### PROBLEM
The listing that follows must be retyped in full, exactly.

■ ■ ■

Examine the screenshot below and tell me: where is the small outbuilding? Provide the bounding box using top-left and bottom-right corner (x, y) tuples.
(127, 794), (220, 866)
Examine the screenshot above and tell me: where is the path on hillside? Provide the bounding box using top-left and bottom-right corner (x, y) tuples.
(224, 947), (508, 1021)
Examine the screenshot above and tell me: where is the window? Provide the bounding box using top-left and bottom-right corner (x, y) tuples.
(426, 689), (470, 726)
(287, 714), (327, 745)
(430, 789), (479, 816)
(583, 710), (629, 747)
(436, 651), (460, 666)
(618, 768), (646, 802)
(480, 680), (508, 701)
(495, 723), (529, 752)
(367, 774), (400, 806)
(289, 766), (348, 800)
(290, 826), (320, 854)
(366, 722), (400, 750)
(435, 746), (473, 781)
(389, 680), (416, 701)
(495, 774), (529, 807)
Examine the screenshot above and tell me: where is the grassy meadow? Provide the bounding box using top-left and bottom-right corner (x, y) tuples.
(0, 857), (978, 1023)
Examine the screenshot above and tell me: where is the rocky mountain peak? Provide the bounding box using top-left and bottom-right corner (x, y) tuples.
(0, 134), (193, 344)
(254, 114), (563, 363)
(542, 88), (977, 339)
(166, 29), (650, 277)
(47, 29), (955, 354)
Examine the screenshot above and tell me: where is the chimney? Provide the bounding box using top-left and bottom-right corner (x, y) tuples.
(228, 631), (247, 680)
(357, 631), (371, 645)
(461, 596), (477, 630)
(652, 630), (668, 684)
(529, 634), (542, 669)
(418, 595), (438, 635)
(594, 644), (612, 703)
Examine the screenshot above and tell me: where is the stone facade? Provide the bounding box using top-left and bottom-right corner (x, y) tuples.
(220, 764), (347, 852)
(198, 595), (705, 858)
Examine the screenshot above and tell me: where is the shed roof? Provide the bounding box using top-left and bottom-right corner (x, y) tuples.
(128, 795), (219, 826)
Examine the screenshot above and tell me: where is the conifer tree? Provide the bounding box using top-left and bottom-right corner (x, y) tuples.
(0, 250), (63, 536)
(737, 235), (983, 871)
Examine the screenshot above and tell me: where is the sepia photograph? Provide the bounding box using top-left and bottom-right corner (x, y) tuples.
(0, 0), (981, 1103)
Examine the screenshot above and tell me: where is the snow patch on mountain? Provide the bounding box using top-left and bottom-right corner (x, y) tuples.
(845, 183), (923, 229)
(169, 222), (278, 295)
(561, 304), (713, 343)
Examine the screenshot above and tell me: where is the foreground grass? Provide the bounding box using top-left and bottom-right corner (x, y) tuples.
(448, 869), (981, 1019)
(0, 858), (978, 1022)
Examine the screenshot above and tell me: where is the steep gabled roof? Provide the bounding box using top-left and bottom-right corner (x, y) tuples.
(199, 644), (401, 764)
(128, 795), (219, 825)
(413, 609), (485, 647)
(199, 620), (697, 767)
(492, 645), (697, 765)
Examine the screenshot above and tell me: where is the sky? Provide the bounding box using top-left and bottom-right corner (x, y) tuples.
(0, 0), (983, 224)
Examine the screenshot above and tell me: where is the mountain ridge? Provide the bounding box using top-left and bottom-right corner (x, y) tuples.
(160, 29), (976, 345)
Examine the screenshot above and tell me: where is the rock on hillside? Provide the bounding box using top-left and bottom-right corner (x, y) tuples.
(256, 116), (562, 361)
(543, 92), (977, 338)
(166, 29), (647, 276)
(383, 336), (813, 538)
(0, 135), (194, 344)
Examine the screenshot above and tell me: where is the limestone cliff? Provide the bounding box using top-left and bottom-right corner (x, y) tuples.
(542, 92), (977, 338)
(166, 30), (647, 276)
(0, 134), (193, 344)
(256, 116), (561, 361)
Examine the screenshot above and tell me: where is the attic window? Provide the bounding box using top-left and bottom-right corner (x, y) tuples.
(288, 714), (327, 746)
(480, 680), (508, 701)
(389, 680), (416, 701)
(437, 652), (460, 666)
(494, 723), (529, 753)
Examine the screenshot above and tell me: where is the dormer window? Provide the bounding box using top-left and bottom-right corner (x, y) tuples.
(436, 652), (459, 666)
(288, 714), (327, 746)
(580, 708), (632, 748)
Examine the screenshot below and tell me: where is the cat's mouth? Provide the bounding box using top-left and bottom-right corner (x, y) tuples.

■ ■ ■

### THE ANSWER
Examine the screenshot below and tell me: where is the small outbuilding? Provide the bounding box using top-left and bottom-right corner (x, y) tuples.
(127, 794), (220, 866)
Examine the screenshot above and tell me: where is the path on hillside? Provide the bounding box using top-left and bottom-right corner (x, y) tuples.
(224, 947), (508, 1021)
Examine the screenshot above and tell me: where is the window? Provide the bounding box using top-left and bottom-right corner (x, y) tuples.
(426, 689), (470, 726)
(287, 714), (327, 745)
(430, 789), (479, 816)
(583, 710), (629, 747)
(436, 651), (460, 666)
(618, 768), (646, 802)
(480, 680), (508, 701)
(495, 723), (529, 752)
(367, 774), (400, 806)
(289, 766), (348, 800)
(290, 826), (320, 854)
(366, 722), (400, 750)
(435, 746), (473, 781)
(389, 680), (416, 701)
(495, 774), (529, 807)
Examine the screenshot above and tell me: where is the grassy meadow? Provide the bounding box using top-left and bottom-right corner (x, y) tuples.
(0, 857), (978, 1023)
Examine the screenshot above and tell me: where is the rocky mountain peak? Provide the bounding box using top-left and bottom-right corner (x, y) tuples.
(0, 134), (193, 344)
(254, 114), (563, 363)
(542, 88), (977, 339)
(166, 29), (650, 277)
(47, 29), (955, 354)
Examine the screenshot above and tell me: where is the chimney? Provide the bounding box using top-left and bottom-right corner (x, y) tuples.
(228, 631), (247, 680)
(357, 631), (371, 645)
(461, 596), (477, 630)
(652, 630), (668, 684)
(529, 634), (542, 669)
(418, 595), (438, 635)
(594, 644), (612, 703)
Examine the screenshot above and tell me: where is the stone facade? Provide the bounding box using top-left and bottom-right corner (x, y) tuples.
(220, 764), (347, 852)
(198, 595), (705, 858)
Examine the screenshot above and tell me: where is the shed roof? Provide the bounding box using top-left and bottom-right corner (x, y) tuples.
(128, 795), (219, 826)
Examine the screenshot above and tell me: where is the conifer tree? Provide the bounding box using top-left and bottom-right corner (x, y) tuples.
(0, 250), (63, 536)
(737, 235), (983, 871)
Examine the screenshot above and tell me: where is the sepia photograph? Provide the bounding box using top-left and bottom-right corner (x, y) tuples.
(0, 0), (981, 1103)
Examine the screenshot above and tell me: where is the snow patch on mountain? Provide the bounding box using top-left and bottom-right corner (x, y) tuples.
(845, 183), (923, 229)
(169, 222), (278, 295)
(561, 304), (713, 343)
Examine the screenshot above and tell me: where is the foreground grass? Provide the bounding box using top-left and bottom-right corner (x, y) tuples.
(448, 869), (981, 1019)
(0, 858), (978, 1022)
Examine the screenshot above and tell me: where is the steep gabled roof? Provide the bounding box using top-left and bottom-right corner (x, y) tuples.
(199, 644), (401, 764)
(128, 795), (219, 825)
(413, 609), (485, 647)
(199, 620), (697, 767)
(492, 645), (697, 765)
Examine the screenshot above and tell me: where is the sky? Provide the bounding box using top-left and bottom-right corner (x, y) tuples.
(0, 0), (983, 224)
Examine the screenshot above and tell me: where is the mountain ridge? Provide the bounding box using top-left and bottom-right corner (x, y) tuples.
(160, 29), (976, 345)
Examine the screenshot above and tell me: where is the rock on hillside? Provide the bounding box using top-left and bottom-right corner (x, y) tuples.
(256, 116), (562, 361)
(543, 92), (977, 338)
(166, 29), (647, 276)
(383, 336), (813, 538)
(0, 135), (194, 344)
Examine the screenshot above and tell me: where is the limestone cliff? Provide the bounding box using top-left and bottom-right corner (x, y) tuples.
(542, 92), (977, 338)
(166, 30), (647, 276)
(0, 134), (193, 344)
(256, 116), (561, 361)
Examine the screenshot above and tell me: where is the attic window? Provide the bounding box using top-left and bottom-right corner (x, y) tuples.
(288, 714), (327, 746)
(480, 680), (508, 701)
(389, 680), (416, 701)
(437, 652), (460, 666)
(494, 723), (529, 753)
Examine the screenshot above and tell me: where is the dormer window? Provide the bounding box using top-left and bottom-right corner (x, y) tuples.
(436, 652), (459, 666)
(288, 714), (327, 746)
(580, 708), (632, 748)
Examine the screenshot below and tell me: where is the cat's mouth? Provide the bounding box using top-left and bottom-right corner (x, y) tuples.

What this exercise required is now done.